#### [Dataset entries]
BEGIN

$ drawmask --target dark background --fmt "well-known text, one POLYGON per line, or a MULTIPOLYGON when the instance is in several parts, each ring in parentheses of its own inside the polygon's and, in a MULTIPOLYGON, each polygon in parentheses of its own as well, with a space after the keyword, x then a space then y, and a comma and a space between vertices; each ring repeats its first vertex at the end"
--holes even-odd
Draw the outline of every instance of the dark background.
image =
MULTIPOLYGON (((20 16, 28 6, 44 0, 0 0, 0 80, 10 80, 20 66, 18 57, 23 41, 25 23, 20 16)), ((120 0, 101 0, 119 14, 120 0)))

END

The whole of the data is to be returned with every line intact.

$ drawmask --target dark background --fmt "well-known text, one POLYGON per line, or a MULTIPOLYGON when the instance is in several parts, each ring in parentheses of its own inside the polygon's and, in a MULTIPOLYGON, each polygon in parentheses of its own as well, with a space after the keyword, x then a space then y, and a comma and a space between vertices; each ring repeats its first vertex at the end"
--holes even-odd
Draw the outline of every instance of the dark background.
image =
MULTIPOLYGON (((20 16, 28 6, 44 0, 0 0, 0 80, 10 80, 20 66, 18 57, 23 41, 25 23, 20 16)), ((120 0, 101 0, 119 14, 120 0)))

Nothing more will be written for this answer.